*DIRECTIONS:* Quote from the first line below through the line that contains "box: [259, 133, 281, 179]", both included, and leave the pictures out.

########

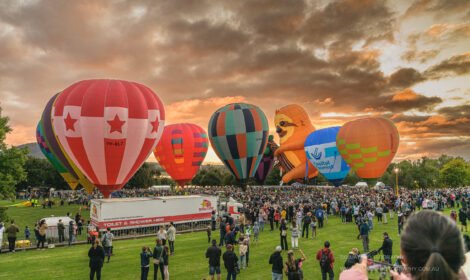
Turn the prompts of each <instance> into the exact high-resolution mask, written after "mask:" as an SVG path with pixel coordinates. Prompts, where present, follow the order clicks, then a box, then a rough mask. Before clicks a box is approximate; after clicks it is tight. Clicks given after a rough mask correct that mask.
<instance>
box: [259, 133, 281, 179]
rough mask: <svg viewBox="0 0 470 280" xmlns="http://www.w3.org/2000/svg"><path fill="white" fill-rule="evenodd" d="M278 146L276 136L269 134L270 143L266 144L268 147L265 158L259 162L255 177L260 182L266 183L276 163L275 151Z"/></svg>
mask: <svg viewBox="0 0 470 280" xmlns="http://www.w3.org/2000/svg"><path fill="white" fill-rule="evenodd" d="M277 148H278V146H277V144H276V143H275V142H274V137H273V136H272V135H269V137H268V144H267V145H266V149H265V150H264V154H263V158H262V159H261V162H260V163H259V166H258V169H257V170H256V173H255V179H256V181H258V182H259V183H260V184H262V185H263V184H264V181H266V178H267V177H268V174H269V172H271V169H272V168H273V165H274V151H275V150H276V149H277Z"/></svg>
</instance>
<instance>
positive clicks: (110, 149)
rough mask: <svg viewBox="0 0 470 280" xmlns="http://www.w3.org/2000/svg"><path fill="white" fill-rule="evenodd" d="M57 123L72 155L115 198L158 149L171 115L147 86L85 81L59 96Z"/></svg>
mask: <svg viewBox="0 0 470 280" xmlns="http://www.w3.org/2000/svg"><path fill="white" fill-rule="evenodd" d="M52 118H53V128H54V132H55V134H56V136H57V138H58V140H59V143H60V144H61V145H62V147H63V149H64V151H65V152H66V154H67V155H68V156H69V157H70V158H71V160H72V161H73V162H74V163H75V164H76V165H77V166H78V168H79V169H80V170H81V171H82V172H83V173H84V174H85V175H86V177H87V178H88V179H89V180H90V181H91V182H92V183H93V184H94V185H95V186H96V187H97V188H98V189H99V190H100V192H101V193H102V194H103V195H104V196H105V197H109V196H110V194H111V192H113V191H116V190H119V189H121V188H122V187H123V186H124V184H125V183H126V182H127V181H128V180H129V179H130V178H131V177H132V175H134V174H135V172H136V171H137V170H138V169H139V167H140V166H141V165H142V164H143V163H144V161H145V160H146V159H147V157H148V156H149V155H150V153H151V152H152V151H153V149H154V148H155V146H156V145H157V143H158V140H159V139H160V136H161V134H162V132H163V126H164V121H165V111H164V108H163V104H162V102H161V101H160V99H159V98H158V97H157V95H156V94H155V93H154V92H153V91H152V90H151V89H149V88H148V87H146V86H144V85H141V84H138V83H134V82H128V81H122V80H85V81H80V82H77V83H75V84H73V85H71V86H69V87H68V88H66V89H65V90H64V91H63V92H62V93H61V94H60V95H59V96H58V97H57V99H56V101H55V103H54V111H53V115H52Z"/></svg>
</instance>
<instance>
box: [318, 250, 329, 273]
mask: <svg viewBox="0 0 470 280" xmlns="http://www.w3.org/2000/svg"><path fill="white" fill-rule="evenodd" d="M320 267H321V268H323V269H325V270H328V269H330V250H328V252H326V253H325V251H323V250H322V252H321V258H320Z"/></svg>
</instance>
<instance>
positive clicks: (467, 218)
mask: <svg viewBox="0 0 470 280" xmlns="http://www.w3.org/2000/svg"><path fill="white" fill-rule="evenodd" d="M467 219H468V217H467V210H466V209H465V208H460V210H459V221H460V230H461V231H462V232H463V229H464V228H465V232H467Z"/></svg>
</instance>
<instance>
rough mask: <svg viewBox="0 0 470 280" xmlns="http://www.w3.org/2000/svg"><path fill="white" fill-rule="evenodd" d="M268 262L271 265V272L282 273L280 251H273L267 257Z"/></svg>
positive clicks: (281, 265)
mask: <svg viewBox="0 0 470 280" xmlns="http://www.w3.org/2000/svg"><path fill="white" fill-rule="evenodd" d="M269 264H271V265H272V272H273V273H278V274H282V269H283V262H282V256H281V252H274V253H273V254H272V255H271V257H270V258H269Z"/></svg>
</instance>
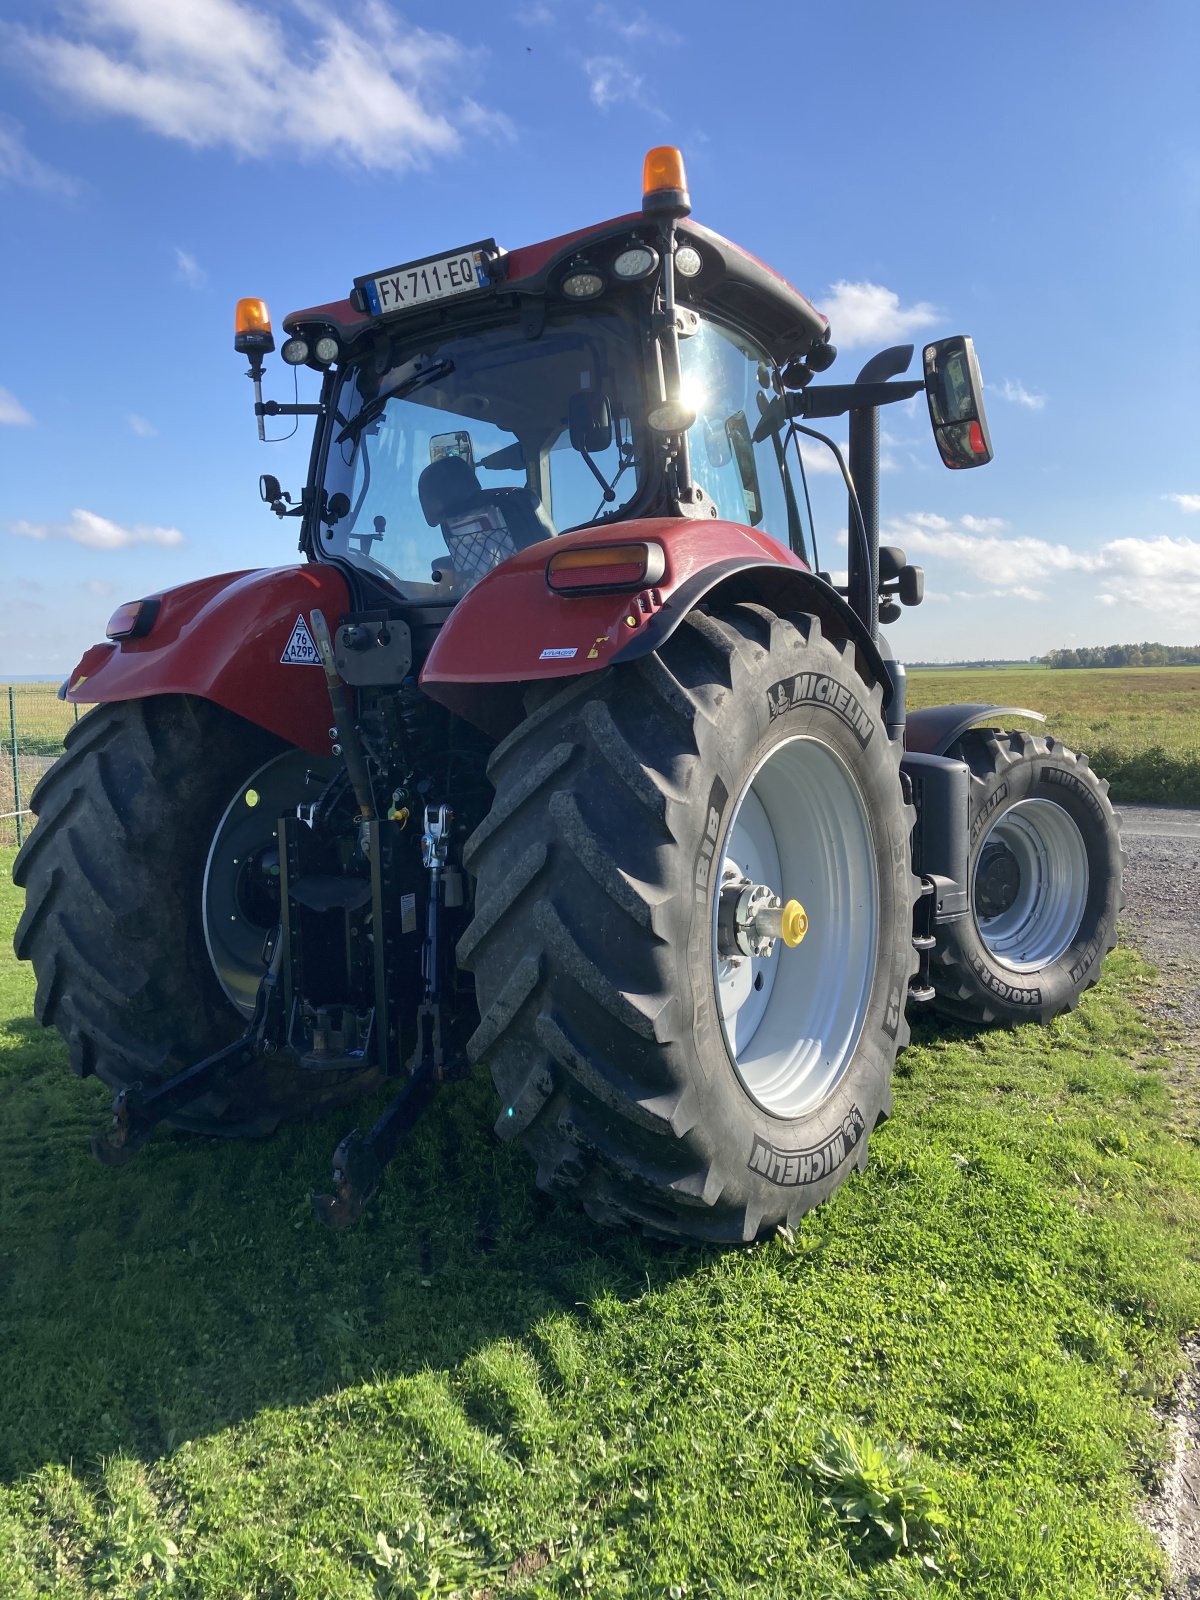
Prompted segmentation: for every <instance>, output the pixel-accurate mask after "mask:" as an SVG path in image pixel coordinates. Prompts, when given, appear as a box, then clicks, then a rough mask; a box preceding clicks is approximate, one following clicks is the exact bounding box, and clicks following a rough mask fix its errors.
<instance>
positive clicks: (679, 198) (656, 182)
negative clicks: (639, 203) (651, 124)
mask: <svg viewBox="0 0 1200 1600" xmlns="http://www.w3.org/2000/svg"><path fill="white" fill-rule="evenodd" d="M642 210H643V211H648V213H651V214H653V216H686V214H688V211H691V195H690V194H688V174H686V173H685V171H683V155H682V152H680V150H677V149H675V146H674V144H658V146H654V149H653V150H646V158H645V162H643V165H642Z"/></svg>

########

*RESPONSE AREA:*
Turn the prompts of each <instance> into the exact high-resolution mask, written after "mask:" as an SVG path with pixel coordinates. Prompts, where present, follow the order clicks, then a box, then a rough mask. Before clicks a box is approximate; after clicks it is tight. Clicks given after a rough mask correct that mask.
<instance>
box: [259, 133, 281, 179]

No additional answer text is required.